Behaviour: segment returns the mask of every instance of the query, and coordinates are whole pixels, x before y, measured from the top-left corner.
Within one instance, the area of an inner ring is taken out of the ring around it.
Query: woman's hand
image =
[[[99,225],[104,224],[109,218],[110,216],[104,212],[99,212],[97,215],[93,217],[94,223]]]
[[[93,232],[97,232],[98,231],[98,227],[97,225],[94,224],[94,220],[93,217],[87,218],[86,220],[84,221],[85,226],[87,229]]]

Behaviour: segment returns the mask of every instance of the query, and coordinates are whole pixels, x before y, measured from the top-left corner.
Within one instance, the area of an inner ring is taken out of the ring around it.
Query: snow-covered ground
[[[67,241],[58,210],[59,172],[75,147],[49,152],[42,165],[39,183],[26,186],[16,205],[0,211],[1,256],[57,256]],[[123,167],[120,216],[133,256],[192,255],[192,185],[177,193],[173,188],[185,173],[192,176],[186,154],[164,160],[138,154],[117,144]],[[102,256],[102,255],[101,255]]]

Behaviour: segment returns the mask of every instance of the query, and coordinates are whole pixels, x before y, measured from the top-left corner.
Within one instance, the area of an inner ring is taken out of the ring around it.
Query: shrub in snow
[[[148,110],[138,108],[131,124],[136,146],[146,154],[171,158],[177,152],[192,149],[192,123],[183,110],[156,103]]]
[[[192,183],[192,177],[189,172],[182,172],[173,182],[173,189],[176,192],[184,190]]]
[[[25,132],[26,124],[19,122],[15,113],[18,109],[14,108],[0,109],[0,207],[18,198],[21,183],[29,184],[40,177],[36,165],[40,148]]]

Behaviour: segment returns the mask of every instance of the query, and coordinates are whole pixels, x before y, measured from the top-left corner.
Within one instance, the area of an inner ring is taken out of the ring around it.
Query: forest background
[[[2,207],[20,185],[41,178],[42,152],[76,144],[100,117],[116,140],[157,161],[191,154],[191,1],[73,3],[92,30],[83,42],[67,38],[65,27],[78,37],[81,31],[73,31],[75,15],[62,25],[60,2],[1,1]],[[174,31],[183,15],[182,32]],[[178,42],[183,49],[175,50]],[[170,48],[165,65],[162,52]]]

INSTRUCTIONS TO FOLLOW
How many lines in the rows above contain the string "snow"? Case counts. Give only the number.

OUTPUT
2